**WORK INSTRUCTIONS**
(1) List every thing that the article on rare metals and green energy says was once blamed for some harmful effect.
(2) Extend the article on rare metals and green energy, picking up after its final sentence.

**EXTRACT PROVIDED**

┄┄┄┄┄┄┄┄┄┄

France and the “rare metals & dark side of green energy” swindle

In La Tribune 07/11/2022

I was recently invited by the Center for Analysis, Forecasting and Strategy (CAPS) of the Ministry of Europe and Foreign Affairs  to a roundtable discussion on “France and the demand for critical minerals and the instrumentalization of “scarcity” internationally: what dependencies?”

Here are my thoughts on the issue.

In early 2012, more than 10 years ago, I was invited by the Institut de France and announced for the first time in Europe to its academics that the world was switching from a dependence on hydrocarbons to a dependence on metals. But I did not expect at the time that this announcement would provoke so many hoaxes.

In other times, the train was accused of making the cows’ milk turn, the telephone of attracting evil spirits, the light bulb of making you blind, the radio of making it rain, the snow of causing drought.

┄┄┄┄┄┄┄┄┄┄

**INFORMATION SHOWN**
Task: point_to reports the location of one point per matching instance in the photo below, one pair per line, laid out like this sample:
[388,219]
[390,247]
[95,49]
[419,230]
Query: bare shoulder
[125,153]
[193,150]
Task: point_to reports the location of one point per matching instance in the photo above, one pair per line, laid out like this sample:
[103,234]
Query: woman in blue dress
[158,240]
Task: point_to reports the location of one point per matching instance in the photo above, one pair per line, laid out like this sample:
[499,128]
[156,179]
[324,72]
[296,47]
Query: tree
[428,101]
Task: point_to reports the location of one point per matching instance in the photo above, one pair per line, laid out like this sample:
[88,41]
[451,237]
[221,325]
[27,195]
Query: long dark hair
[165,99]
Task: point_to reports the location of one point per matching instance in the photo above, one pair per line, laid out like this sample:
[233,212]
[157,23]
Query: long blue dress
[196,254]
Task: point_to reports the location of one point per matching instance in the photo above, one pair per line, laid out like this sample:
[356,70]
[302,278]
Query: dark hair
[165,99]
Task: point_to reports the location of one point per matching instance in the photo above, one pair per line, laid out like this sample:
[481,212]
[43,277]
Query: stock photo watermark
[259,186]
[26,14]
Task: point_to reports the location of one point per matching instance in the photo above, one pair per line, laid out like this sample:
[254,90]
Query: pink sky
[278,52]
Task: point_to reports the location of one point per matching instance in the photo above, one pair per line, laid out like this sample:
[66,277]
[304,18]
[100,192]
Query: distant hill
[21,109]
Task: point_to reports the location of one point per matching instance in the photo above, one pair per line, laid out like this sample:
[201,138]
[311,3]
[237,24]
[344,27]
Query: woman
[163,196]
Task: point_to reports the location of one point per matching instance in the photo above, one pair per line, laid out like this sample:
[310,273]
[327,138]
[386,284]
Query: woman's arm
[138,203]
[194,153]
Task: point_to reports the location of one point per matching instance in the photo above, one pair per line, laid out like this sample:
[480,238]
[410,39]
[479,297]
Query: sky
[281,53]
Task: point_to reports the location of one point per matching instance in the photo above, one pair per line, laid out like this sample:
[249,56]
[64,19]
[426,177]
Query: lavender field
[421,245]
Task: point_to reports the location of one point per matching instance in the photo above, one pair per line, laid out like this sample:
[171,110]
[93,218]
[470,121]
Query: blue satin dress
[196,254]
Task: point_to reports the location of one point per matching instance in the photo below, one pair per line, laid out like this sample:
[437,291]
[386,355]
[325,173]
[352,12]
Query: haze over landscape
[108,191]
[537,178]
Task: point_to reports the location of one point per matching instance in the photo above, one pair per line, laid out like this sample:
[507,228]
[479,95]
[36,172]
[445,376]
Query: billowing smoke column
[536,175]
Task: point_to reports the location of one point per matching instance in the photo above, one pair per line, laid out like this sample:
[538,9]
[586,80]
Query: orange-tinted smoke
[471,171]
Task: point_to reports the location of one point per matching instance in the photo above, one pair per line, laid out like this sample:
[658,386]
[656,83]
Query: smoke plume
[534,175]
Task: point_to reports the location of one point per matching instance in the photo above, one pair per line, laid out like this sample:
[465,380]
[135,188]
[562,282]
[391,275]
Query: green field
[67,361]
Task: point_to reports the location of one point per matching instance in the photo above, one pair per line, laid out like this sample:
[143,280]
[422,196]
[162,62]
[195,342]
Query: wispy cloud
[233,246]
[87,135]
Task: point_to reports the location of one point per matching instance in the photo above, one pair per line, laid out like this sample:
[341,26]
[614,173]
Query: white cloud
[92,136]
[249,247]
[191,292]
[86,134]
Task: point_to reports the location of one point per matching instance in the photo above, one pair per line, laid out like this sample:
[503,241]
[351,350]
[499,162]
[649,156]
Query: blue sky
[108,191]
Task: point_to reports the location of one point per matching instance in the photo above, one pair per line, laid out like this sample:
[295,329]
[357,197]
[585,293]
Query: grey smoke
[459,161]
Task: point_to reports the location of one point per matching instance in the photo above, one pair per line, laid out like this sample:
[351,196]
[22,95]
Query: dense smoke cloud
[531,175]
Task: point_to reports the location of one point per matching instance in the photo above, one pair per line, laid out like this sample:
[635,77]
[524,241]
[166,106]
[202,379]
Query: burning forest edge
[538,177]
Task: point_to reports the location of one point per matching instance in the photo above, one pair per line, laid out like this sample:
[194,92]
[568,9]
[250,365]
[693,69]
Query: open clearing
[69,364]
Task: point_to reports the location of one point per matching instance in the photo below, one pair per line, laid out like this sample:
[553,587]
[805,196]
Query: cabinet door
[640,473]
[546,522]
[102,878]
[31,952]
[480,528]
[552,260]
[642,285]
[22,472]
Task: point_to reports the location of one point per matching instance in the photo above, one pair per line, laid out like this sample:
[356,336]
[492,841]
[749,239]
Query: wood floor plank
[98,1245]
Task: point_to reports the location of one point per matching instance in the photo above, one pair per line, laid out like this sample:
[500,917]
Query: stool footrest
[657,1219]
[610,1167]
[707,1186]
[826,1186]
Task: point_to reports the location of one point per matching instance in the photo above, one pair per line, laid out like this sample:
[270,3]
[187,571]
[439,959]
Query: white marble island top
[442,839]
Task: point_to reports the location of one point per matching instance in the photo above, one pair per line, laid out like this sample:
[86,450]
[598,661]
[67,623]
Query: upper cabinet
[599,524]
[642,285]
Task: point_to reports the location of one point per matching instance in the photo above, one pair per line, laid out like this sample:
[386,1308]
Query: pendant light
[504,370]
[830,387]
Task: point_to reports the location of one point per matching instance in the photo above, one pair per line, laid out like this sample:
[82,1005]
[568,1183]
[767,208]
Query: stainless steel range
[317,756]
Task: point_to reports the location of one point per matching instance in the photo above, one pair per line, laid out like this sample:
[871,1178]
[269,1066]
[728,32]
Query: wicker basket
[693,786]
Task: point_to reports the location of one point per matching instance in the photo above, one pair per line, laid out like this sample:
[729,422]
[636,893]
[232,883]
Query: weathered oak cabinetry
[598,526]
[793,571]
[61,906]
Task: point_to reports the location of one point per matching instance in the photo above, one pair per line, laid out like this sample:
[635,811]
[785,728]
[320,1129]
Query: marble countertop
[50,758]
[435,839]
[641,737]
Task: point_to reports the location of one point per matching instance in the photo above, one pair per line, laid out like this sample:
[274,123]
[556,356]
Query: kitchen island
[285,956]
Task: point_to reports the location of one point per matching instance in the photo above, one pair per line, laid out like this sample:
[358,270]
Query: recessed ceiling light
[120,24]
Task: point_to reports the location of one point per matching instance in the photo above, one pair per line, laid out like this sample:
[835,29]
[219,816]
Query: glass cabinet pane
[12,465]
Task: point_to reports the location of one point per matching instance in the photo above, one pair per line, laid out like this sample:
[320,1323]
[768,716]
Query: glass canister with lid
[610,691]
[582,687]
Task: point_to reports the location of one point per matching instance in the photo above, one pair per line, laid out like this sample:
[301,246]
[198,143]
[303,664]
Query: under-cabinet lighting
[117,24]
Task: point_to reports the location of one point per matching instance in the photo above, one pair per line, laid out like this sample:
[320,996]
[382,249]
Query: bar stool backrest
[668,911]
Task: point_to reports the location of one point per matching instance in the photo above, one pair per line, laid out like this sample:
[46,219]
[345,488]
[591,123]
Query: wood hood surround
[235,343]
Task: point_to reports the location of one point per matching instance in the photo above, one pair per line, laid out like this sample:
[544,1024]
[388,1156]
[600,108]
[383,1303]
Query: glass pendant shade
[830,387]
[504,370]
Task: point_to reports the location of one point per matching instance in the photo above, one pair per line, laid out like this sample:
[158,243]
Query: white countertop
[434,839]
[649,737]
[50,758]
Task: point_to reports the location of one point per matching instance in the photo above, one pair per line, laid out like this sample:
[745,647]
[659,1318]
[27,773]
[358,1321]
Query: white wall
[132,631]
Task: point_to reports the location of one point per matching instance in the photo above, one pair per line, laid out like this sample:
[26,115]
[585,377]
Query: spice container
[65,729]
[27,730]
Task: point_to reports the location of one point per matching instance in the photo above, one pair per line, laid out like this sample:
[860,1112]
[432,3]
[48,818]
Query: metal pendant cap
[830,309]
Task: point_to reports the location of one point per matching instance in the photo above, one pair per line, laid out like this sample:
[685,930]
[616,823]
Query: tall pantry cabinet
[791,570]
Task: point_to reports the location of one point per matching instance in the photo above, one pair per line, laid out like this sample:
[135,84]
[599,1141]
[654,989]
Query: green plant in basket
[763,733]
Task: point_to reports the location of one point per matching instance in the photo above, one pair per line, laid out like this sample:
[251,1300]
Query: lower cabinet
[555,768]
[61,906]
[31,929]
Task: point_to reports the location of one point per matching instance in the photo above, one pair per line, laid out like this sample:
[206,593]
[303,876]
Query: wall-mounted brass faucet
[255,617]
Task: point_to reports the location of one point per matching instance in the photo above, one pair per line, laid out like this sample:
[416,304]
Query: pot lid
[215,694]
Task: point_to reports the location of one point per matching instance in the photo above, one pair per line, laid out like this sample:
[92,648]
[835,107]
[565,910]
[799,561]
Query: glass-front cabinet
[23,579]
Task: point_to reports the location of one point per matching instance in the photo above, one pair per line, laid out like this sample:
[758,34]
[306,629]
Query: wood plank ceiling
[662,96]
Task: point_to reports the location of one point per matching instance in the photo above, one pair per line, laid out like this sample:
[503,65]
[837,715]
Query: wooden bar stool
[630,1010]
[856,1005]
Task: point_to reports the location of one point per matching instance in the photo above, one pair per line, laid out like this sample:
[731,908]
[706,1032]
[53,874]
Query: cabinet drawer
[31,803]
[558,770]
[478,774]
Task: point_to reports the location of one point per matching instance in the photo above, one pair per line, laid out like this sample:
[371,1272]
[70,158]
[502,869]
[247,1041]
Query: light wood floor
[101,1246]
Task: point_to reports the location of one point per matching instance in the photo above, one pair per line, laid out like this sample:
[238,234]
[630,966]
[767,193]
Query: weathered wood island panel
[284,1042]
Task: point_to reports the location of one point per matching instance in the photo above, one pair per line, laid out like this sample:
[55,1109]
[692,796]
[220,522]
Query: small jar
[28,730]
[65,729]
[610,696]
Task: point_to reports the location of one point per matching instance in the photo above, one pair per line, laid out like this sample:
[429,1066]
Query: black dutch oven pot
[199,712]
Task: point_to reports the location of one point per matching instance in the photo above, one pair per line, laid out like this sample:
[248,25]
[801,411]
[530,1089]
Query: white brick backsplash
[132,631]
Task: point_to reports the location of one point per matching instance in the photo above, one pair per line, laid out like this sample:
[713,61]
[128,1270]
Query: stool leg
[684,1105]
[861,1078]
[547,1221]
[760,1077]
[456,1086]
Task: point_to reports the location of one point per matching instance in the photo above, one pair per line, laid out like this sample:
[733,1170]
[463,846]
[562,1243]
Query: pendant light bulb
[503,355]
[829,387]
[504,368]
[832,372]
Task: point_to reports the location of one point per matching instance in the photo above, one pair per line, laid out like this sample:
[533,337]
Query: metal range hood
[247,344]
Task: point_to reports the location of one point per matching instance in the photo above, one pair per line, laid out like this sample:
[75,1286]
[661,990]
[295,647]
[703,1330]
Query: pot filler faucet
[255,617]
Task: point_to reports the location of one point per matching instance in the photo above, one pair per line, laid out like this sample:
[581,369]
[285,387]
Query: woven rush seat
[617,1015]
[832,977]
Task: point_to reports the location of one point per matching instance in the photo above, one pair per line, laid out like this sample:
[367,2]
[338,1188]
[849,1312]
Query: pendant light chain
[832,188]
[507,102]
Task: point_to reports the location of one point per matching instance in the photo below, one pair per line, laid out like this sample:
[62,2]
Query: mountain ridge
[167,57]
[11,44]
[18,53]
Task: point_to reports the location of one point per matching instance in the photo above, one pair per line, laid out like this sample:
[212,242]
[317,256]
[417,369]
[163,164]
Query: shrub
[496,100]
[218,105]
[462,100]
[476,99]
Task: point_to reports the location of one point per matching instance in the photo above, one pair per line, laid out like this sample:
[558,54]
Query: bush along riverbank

┄┄┄┄┄┄┄┄┄┄

**RESULTS OF THE TASKS**
(1)
- the train
- the telephone
- the light bulb
- the radio
- the snow

(2)
Today, the “rare metals” fake news will have tried to demonstrate that the electric car will destroy the earth because a Prius polluted more than a Hummer, that the “green car had a red battery”, that 225 tons were needed to produce a battery, that an electric lignite excavator in Germany was transformed into a lithium excavator in the Andes, and whereas 100 years ago the ICE car was accused of being reserved for the rich, today the electric car is accused of the same evil.

Three categories

All these legends were fake news, because “rare metals” do not exist.

Since my early days in the strategic metallurgical industry, I have classified metals into three categories.

An abundant metal was sought and discovered by a dynamic industrial fabric and inventive diplomacy. Then a range of technologies proved expedient to extract it from the ground, refine it and, through eco-design, to consume it in decreasing unit quantities and increasing uses. Finally, it is recycled. If one of the previous steps is slightly or temporarily defective, it can become a sensitive metal.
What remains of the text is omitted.